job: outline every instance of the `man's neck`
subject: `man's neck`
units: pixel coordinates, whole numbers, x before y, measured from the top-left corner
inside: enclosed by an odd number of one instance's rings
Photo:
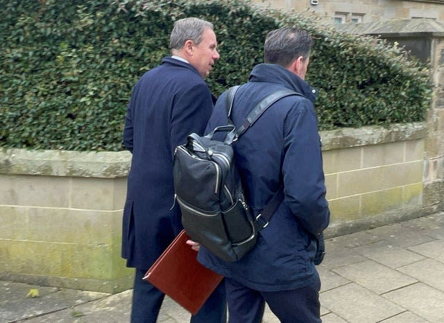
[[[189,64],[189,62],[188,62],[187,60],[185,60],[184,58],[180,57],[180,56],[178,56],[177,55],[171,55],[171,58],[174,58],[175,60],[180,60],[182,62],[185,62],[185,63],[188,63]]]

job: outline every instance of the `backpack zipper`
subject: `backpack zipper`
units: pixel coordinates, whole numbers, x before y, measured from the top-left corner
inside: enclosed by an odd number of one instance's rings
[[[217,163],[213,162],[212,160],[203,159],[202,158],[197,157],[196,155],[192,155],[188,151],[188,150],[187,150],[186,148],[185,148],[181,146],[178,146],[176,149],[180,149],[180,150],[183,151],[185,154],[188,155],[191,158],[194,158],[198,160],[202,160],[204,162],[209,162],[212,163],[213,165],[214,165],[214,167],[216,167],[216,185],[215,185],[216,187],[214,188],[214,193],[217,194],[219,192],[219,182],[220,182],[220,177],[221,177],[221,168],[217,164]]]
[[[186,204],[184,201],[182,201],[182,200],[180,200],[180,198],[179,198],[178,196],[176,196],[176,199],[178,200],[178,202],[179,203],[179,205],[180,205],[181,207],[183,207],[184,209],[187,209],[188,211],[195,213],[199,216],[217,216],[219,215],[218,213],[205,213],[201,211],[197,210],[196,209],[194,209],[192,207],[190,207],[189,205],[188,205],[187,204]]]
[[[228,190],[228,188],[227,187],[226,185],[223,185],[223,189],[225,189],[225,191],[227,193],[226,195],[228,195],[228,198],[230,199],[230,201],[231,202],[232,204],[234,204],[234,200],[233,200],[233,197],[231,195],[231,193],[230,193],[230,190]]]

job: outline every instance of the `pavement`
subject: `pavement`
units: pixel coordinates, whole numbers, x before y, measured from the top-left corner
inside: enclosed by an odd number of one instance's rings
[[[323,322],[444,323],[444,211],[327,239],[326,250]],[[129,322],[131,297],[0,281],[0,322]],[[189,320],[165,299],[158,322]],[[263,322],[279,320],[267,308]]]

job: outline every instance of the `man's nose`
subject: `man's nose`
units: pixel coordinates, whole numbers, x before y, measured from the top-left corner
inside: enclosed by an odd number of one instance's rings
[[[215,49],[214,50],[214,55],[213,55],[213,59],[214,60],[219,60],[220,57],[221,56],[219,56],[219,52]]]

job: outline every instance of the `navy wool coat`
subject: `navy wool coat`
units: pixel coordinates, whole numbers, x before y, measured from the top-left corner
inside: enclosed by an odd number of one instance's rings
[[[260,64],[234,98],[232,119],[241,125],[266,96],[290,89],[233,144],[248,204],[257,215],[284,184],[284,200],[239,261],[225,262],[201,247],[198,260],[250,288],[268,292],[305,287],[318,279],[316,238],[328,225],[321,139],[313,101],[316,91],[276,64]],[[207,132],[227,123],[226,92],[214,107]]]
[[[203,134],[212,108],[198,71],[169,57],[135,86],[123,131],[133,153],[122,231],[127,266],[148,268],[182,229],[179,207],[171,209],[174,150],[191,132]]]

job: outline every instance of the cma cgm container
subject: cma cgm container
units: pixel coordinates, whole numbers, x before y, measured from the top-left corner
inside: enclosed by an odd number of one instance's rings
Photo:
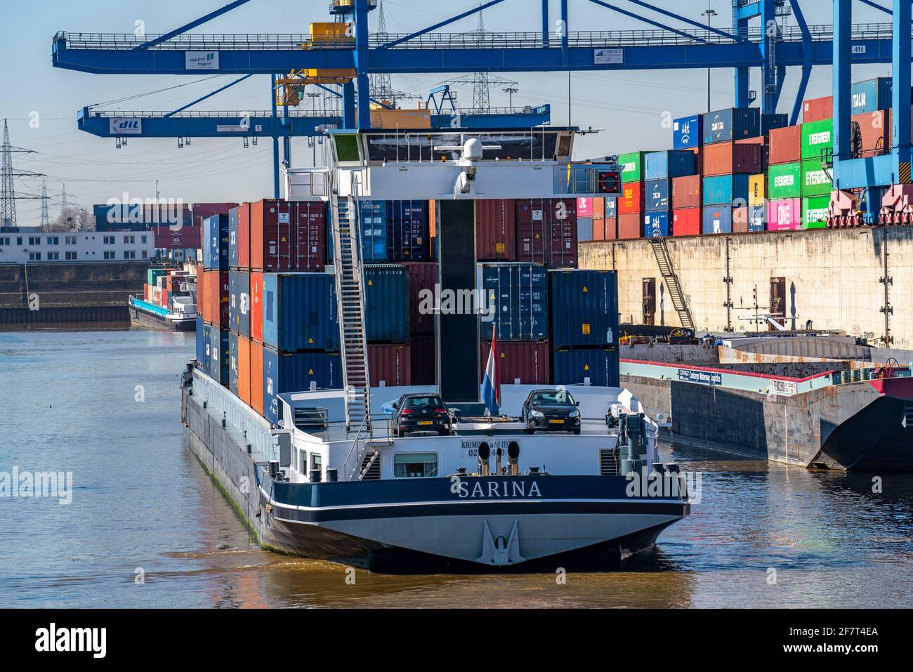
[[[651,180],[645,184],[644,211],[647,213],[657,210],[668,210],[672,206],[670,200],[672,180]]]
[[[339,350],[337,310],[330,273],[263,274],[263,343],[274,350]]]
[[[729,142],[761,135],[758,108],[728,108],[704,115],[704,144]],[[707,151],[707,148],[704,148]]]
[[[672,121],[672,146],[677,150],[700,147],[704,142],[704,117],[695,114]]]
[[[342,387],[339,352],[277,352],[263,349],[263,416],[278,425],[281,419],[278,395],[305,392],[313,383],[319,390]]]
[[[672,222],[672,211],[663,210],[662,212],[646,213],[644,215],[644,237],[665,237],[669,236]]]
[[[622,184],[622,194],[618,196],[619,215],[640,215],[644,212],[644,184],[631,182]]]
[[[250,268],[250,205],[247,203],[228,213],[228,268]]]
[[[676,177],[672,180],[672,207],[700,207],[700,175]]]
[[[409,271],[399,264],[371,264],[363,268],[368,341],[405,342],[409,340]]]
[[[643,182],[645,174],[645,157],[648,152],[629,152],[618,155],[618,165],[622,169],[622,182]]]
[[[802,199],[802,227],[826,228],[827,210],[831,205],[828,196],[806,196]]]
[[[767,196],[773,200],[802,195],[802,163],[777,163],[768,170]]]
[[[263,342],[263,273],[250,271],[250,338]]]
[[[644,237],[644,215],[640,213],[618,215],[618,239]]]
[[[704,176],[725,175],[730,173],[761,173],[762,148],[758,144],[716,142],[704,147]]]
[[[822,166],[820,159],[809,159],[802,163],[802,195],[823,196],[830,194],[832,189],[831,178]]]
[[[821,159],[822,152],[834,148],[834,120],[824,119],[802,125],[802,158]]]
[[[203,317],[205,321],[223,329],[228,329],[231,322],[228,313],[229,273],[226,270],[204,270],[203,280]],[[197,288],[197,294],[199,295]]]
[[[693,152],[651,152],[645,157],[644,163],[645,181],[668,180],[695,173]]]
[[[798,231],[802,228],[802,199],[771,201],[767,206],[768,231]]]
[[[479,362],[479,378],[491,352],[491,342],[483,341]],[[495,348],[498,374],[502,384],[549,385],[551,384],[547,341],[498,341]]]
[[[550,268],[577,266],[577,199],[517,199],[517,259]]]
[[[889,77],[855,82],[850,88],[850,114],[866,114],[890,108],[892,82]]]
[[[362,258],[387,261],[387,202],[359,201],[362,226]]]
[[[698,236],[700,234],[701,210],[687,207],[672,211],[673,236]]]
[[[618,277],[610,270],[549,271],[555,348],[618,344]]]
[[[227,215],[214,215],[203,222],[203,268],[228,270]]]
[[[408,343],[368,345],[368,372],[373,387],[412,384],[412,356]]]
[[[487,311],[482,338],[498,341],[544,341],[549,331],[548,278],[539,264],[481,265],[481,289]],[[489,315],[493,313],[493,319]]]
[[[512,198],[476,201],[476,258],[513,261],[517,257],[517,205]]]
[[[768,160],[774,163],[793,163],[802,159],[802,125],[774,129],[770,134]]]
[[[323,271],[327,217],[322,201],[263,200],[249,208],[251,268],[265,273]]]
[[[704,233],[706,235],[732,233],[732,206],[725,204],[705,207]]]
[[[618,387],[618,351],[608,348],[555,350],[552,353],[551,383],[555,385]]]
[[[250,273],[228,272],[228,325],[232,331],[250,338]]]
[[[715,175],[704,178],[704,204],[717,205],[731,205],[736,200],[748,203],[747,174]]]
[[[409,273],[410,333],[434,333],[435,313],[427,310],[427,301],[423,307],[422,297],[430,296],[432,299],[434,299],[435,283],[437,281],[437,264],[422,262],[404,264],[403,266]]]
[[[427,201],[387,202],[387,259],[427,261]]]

····················

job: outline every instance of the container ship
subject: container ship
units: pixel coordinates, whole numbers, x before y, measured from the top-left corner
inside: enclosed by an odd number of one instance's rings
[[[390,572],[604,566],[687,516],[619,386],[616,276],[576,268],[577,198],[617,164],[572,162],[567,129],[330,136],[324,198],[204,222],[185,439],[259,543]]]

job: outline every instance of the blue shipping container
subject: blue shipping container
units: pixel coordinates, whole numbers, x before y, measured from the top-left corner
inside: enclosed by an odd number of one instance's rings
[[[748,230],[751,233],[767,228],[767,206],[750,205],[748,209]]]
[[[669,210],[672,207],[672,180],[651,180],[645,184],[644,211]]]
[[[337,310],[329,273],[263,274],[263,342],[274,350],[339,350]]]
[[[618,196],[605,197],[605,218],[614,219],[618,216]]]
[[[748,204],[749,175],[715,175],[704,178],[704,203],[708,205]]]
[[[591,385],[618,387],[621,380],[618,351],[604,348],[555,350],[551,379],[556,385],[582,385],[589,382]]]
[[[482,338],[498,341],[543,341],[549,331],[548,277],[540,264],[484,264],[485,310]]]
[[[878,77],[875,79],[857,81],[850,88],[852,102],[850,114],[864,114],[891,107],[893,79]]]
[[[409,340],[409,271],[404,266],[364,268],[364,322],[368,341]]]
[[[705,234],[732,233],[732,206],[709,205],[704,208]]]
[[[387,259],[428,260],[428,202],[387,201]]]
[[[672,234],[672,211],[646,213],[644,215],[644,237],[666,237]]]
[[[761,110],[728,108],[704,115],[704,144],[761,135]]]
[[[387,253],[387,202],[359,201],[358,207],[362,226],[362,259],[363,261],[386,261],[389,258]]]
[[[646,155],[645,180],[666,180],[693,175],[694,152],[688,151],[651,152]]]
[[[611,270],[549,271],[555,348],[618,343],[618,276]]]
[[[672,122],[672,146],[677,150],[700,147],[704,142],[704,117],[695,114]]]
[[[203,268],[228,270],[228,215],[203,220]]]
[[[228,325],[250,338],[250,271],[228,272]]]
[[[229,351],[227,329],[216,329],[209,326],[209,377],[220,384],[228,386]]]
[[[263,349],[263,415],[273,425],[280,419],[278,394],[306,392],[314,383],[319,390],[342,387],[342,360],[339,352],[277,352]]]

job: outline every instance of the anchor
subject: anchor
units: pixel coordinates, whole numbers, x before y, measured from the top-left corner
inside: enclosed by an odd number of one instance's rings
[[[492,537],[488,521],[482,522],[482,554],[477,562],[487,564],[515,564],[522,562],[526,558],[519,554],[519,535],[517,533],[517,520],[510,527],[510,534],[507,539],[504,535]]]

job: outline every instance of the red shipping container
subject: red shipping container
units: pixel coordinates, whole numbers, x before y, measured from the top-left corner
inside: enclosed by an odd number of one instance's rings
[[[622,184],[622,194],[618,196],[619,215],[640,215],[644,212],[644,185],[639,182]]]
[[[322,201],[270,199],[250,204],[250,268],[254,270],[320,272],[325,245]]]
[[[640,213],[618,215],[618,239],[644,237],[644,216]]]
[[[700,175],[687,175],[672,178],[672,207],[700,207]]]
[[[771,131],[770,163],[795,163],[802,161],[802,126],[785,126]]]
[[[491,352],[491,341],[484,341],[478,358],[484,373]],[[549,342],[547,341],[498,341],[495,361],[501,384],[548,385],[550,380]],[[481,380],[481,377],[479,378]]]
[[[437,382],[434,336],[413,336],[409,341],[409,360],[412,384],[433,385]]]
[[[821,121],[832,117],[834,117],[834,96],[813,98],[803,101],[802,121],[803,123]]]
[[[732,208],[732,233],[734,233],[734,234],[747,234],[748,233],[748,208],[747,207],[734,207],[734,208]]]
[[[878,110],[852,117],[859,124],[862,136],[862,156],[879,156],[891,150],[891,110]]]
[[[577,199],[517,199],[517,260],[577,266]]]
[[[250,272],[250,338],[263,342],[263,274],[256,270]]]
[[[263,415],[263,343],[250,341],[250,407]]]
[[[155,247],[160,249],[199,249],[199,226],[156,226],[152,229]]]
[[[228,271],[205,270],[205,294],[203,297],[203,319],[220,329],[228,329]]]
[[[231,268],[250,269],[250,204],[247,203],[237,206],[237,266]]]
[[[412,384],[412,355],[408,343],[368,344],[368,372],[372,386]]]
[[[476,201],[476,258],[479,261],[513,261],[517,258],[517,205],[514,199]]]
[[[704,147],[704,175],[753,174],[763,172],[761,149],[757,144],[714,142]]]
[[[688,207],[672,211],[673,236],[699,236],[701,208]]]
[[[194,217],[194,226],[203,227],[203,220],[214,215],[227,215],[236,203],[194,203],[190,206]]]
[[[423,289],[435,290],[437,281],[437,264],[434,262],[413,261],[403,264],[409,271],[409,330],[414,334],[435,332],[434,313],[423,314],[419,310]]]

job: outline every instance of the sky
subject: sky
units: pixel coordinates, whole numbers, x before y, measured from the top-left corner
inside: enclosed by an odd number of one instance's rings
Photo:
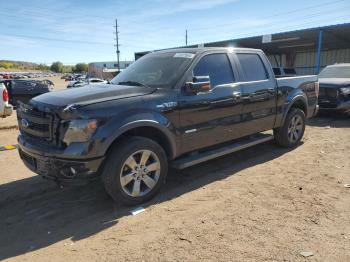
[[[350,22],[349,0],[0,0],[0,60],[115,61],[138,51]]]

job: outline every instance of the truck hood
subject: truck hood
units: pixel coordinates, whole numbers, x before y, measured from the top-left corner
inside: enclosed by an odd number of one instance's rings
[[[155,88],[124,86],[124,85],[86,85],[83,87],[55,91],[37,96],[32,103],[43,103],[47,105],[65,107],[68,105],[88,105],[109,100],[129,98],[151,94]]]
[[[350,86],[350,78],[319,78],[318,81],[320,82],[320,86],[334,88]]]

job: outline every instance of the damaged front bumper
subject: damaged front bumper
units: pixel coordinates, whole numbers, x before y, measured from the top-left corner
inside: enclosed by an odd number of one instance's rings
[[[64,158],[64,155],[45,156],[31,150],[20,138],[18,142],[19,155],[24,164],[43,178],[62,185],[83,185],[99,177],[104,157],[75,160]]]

····················

**Ne isteniyor**.
Yukarıdaki veride "zipper" sözcüğünü içeren bütün satırları topla ve her birini olduğu gibi yaz.

**Beklenen cevap**.
job: outline every instance of the `backpack zipper`
subject: `backpack zipper`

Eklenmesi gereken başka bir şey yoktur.